__Problem description__. Can you find every line in the listing below that contains the word "dark" and copy each one out? Count only matches with the same capitalization.

-- begin --

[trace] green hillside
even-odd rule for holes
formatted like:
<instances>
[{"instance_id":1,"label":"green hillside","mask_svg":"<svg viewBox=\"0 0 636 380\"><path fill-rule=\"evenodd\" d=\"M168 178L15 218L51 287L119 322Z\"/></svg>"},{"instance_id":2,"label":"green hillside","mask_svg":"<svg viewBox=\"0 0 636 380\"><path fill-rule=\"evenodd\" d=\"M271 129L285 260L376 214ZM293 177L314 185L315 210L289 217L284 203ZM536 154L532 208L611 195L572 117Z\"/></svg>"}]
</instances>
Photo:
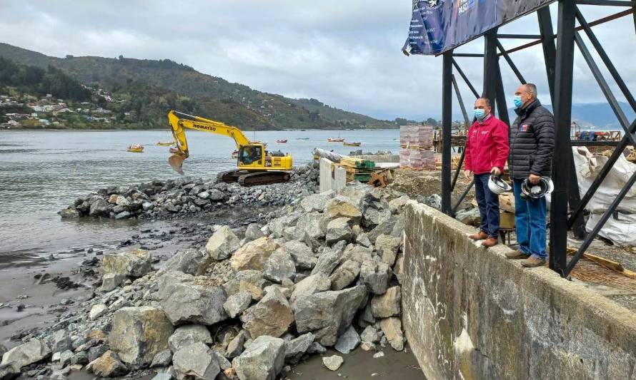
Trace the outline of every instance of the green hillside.
<instances>
[{"instance_id":1,"label":"green hillside","mask_svg":"<svg viewBox=\"0 0 636 380\"><path fill-rule=\"evenodd\" d=\"M394 122L347 112L315 99L292 99L252 90L167 59L133 59L121 56L119 58L71 56L62 58L6 43L0 43L0 56L43 68L52 66L82 83L99 86L114 94L121 91L139 94L138 88L148 86L154 94L165 92L167 99L184 96L192 102L193 112L244 129L397 127ZM131 88L132 83L136 87ZM167 111L162 107L172 106L167 101L153 104L159 113Z\"/></svg>"}]
</instances>

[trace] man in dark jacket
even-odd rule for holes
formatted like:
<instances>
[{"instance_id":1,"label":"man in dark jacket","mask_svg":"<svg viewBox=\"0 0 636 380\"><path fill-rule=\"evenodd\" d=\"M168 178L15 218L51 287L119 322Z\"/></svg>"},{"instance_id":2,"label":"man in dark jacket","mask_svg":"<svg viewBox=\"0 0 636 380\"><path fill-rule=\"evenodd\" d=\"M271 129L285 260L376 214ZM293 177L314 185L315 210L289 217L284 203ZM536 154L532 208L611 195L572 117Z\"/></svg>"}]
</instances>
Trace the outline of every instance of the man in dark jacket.
<instances>
[{"instance_id":1,"label":"man in dark jacket","mask_svg":"<svg viewBox=\"0 0 636 380\"><path fill-rule=\"evenodd\" d=\"M521 197L521 184L526 178L538 183L550 177L555 148L555 118L537 99L537 86L522 85L515 93L517 117L510 127L508 165L515 193L515 222L519 250L506 255L509 259L524 259L524 267L545 264L545 197Z\"/></svg>"}]
</instances>

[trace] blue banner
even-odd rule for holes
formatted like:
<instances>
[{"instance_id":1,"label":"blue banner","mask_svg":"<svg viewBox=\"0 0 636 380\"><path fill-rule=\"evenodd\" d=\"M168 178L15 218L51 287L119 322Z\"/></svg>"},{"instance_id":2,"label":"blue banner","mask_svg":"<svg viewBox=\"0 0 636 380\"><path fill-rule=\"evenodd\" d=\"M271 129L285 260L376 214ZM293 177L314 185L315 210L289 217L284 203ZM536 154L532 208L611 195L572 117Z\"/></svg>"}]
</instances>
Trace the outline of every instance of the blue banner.
<instances>
[{"instance_id":1,"label":"blue banner","mask_svg":"<svg viewBox=\"0 0 636 380\"><path fill-rule=\"evenodd\" d=\"M555 0L413 0L404 54L435 55Z\"/></svg>"}]
</instances>

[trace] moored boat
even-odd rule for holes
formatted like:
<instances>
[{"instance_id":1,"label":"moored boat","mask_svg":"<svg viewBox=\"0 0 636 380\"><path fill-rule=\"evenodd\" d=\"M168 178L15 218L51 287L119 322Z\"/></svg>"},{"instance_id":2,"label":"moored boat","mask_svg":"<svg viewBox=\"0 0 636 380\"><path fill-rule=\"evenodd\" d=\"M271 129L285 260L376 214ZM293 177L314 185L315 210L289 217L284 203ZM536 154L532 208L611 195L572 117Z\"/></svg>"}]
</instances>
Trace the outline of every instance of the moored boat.
<instances>
[{"instance_id":1,"label":"moored boat","mask_svg":"<svg viewBox=\"0 0 636 380\"><path fill-rule=\"evenodd\" d=\"M141 153L144 151L144 145L141 144L133 144L128 147L127 150L133 153Z\"/></svg>"}]
</instances>

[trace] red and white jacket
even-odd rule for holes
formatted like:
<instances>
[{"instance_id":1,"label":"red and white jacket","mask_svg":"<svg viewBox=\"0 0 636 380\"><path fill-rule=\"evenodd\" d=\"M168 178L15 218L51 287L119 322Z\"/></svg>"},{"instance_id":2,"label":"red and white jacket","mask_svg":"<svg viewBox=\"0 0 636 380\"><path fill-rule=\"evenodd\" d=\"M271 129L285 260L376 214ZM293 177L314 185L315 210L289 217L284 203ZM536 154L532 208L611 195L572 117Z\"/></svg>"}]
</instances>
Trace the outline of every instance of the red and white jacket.
<instances>
[{"instance_id":1,"label":"red and white jacket","mask_svg":"<svg viewBox=\"0 0 636 380\"><path fill-rule=\"evenodd\" d=\"M464 168L474 174L490 173L493 168L503 173L510 150L508 125L489 115L468 130Z\"/></svg>"}]
</instances>

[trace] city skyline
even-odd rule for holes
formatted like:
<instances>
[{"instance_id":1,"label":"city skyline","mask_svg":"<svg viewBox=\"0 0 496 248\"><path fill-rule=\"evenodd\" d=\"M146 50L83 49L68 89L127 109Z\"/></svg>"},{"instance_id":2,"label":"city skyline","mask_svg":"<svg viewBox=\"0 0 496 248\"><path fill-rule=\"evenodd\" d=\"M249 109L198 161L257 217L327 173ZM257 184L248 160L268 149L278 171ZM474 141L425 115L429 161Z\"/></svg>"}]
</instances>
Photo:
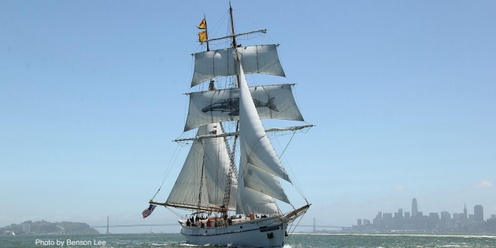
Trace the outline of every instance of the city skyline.
<instances>
[{"instance_id":1,"label":"city skyline","mask_svg":"<svg viewBox=\"0 0 496 248\"><path fill-rule=\"evenodd\" d=\"M464 204L463 212L450 213L419 211L416 198L412 199L411 212L398 209L395 213L379 211L372 219L357 219L354 231L448 231L448 232L496 232L496 214L484 219L484 207L474 205L473 214Z\"/></svg>"}]
</instances>

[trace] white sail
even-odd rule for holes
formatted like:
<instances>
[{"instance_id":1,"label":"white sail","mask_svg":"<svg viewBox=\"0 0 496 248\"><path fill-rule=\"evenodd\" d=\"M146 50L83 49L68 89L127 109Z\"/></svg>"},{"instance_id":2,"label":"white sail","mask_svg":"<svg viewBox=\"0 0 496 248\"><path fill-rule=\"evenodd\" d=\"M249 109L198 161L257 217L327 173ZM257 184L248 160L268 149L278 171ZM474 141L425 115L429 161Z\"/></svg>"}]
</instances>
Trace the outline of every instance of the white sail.
<instances>
[{"instance_id":1,"label":"white sail","mask_svg":"<svg viewBox=\"0 0 496 248\"><path fill-rule=\"evenodd\" d=\"M290 182L270 140L265 133L255 103L246 83L243 67L240 65L239 137L240 174L238 178L237 211L259 209L266 204L267 197L245 198L252 190L260 194L289 202L277 177ZM276 177L277 176L277 177ZM251 212L253 213L253 212ZM260 212L255 212L260 213Z\"/></svg>"},{"instance_id":2,"label":"white sail","mask_svg":"<svg viewBox=\"0 0 496 248\"><path fill-rule=\"evenodd\" d=\"M197 135L221 133L220 124L214 123L200 127ZM224 138L193 142L167 203L220 208L223 206L230 164ZM232 185L235 187L236 179L233 180ZM230 208L234 206L234 201L230 201Z\"/></svg>"},{"instance_id":3,"label":"white sail","mask_svg":"<svg viewBox=\"0 0 496 248\"><path fill-rule=\"evenodd\" d=\"M293 84L250 87L262 119L303 121L292 92ZM239 88L189 93L190 102L184 131L222 121L239 120Z\"/></svg>"},{"instance_id":4,"label":"white sail","mask_svg":"<svg viewBox=\"0 0 496 248\"><path fill-rule=\"evenodd\" d=\"M245 73L284 77L276 47L276 45L256 45L195 53L195 69L191 87L218 76L238 75L237 64L239 62L234 59L236 53L239 54L239 61Z\"/></svg>"},{"instance_id":5,"label":"white sail","mask_svg":"<svg viewBox=\"0 0 496 248\"><path fill-rule=\"evenodd\" d=\"M209 134L222 134L221 125L218 123L207 125ZM213 138L203 141L205 180L207 182L208 200L211 206L221 207L224 205L224 194L227 185L231 159L224 138ZM231 199L236 199L236 178L231 174ZM235 208L235 201L230 200L229 207Z\"/></svg>"}]
</instances>

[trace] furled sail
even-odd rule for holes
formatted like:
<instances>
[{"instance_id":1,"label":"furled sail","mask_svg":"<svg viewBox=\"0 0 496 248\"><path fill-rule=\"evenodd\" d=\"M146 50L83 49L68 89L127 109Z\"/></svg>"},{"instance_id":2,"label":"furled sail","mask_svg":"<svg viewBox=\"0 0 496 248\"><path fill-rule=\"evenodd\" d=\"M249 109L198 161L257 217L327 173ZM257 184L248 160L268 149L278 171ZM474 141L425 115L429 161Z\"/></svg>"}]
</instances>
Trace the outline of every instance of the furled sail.
<instances>
[{"instance_id":1,"label":"furled sail","mask_svg":"<svg viewBox=\"0 0 496 248\"><path fill-rule=\"evenodd\" d=\"M238 60L245 73L285 76L277 55L277 45L256 45L195 53L195 70L191 87L218 76L239 75Z\"/></svg>"},{"instance_id":2,"label":"furled sail","mask_svg":"<svg viewBox=\"0 0 496 248\"><path fill-rule=\"evenodd\" d=\"M239 137L240 167L238 176L238 213L273 214L267 196L289 202L278 177L291 182L258 116L255 103L240 65ZM254 192L252 192L254 191ZM245 198L256 195L257 198ZM260 197L265 195L265 197ZM256 211L254 212L254 209ZM265 210L264 210L265 209ZM248 212L246 212L248 211ZM250 212L251 211L251 212Z\"/></svg>"},{"instance_id":3,"label":"furled sail","mask_svg":"<svg viewBox=\"0 0 496 248\"><path fill-rule=\"evenodd\" d=\"M296 105L294 84L250 87L253 102L262 119L303 121ZM185 131L215 122L239 120L239 88L189 93Z\"/></svg>"},{"instance_id":4,"label":"furled sail","mask_svg":"<svg viewBox=\"0 0 496 248\"><path fill-rule=\"evenodd\" d=\"M198 135L221 133L218 123L198 129ZM220 208L230 164L224 138L193 142L166 203L179 207ZM236 182L232 185L235 187ZM230 201L229 207L234 209L234 206L234 200Z\"/></svg>"}]
</instances>

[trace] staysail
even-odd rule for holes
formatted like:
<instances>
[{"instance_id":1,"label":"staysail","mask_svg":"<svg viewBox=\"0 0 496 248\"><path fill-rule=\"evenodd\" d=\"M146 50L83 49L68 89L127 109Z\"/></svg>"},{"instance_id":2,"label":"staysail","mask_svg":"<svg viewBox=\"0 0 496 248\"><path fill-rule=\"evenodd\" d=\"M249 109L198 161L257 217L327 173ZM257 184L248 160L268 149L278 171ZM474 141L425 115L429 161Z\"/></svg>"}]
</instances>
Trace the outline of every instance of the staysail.
<instances>
[{"instance_id":1,"label":"staysail","mask_svg":"<svg viewBox=\"0 0 496 248\"><path fill-rule=\"evenodd\" d=\"M239 61L245 73L285 76L277 55L277 45L256 45L195 53L191 87L218 76L239 75ZM235 54L239 60L234 59Z\"/></svg>"},{"instance_id":2,"label":"staysail","mask_svg":"<svg viewBox=\"0 0 496 248\"><path fill-rule=\"evenodd\" d=\"M213 123L201 126L197 135L221 133L221 125ZM236 178L227 178L230 165L224 138L194 141L166 204L220 209L224 205L226 180L234 180L231 185L235 192ZM234 199L229 201L229 209L234 209Z\"/></svg>"},{"instance_id":3,"label":"staysail","mask_svg":"<svg viewBox=\"0 0 496 248\"><path fill-rule=\"evenodd\" d=\"M296 105L294 84L250 87L250 93L262 119L303 121ZM239 88L188 93L190 97L185 131L215 122L239 120Z\"/></svg>"}]
</instances>

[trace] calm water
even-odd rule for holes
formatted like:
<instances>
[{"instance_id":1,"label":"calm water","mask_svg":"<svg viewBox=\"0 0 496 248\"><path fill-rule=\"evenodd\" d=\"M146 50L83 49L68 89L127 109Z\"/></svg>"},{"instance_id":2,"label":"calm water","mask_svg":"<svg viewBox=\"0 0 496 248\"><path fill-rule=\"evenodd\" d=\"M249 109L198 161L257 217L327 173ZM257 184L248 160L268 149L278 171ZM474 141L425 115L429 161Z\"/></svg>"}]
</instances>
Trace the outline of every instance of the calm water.
<instances>
[{"instance_id":1,"label":"calm water","mask_svg":"<svg viewBox=\"0 0 496 248\"><path fill-rule=\"evenodd\" d=\"M69 243L68 243L69 242ZM294 234L285 248L297 247L496 247L496 235ZM0 236L0 247L191 247L180 234Z\"/></svg>"}]
</instances>

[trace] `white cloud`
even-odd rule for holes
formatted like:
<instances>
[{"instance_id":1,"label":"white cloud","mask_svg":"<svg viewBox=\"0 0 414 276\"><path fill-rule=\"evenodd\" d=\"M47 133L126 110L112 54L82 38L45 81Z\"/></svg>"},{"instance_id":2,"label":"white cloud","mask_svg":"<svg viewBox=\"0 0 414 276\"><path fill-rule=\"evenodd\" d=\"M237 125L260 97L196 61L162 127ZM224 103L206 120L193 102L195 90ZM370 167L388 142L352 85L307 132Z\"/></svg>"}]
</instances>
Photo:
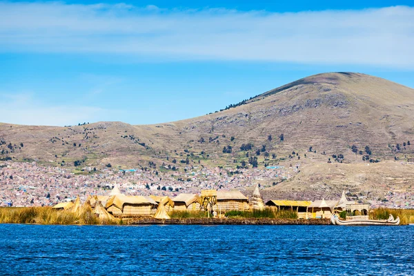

-- end --

__Task solution__.
[trace] man in dark jacket
[{"instance_id":1,"label":"man in dark jacket","mask_svg":"<svg viewBox=\"0 0 636 380\"><path fill-rule=\"evenodd\" d=\"M168 178L15 218L51 287L119 322Z\"/></svg>"},{"instance_id":2,"label":"man in dark jacket","mask_svg":"<svg viewBox=\"0 0 636 380\"><path fill-rule=\"evenodd\" d=\"M271 129L285 260L376 214ZM293 177L314 185L315 210L289 217L284 203ZM536 154L532 208L611 195L572 117Z\"/></svg>"}]
Trace the outline of every instance of the man in dark jacket.
[{"instance_id":1,"label":"man in dark jacket","mask_svg":"<svg viewBox=\"0 0 636 380\"><path fill-rule=\"evenodd\" d=\"M521 197L521 184L526 178L538 183L550 177L555 148L555 118L537 99L537 86L522 85L515 93L517 117L510 127L508 165L515 193L515 222L519 250L506 255L509 259L524 259L524 267L545 264L545 197Z\"/></svg>"}]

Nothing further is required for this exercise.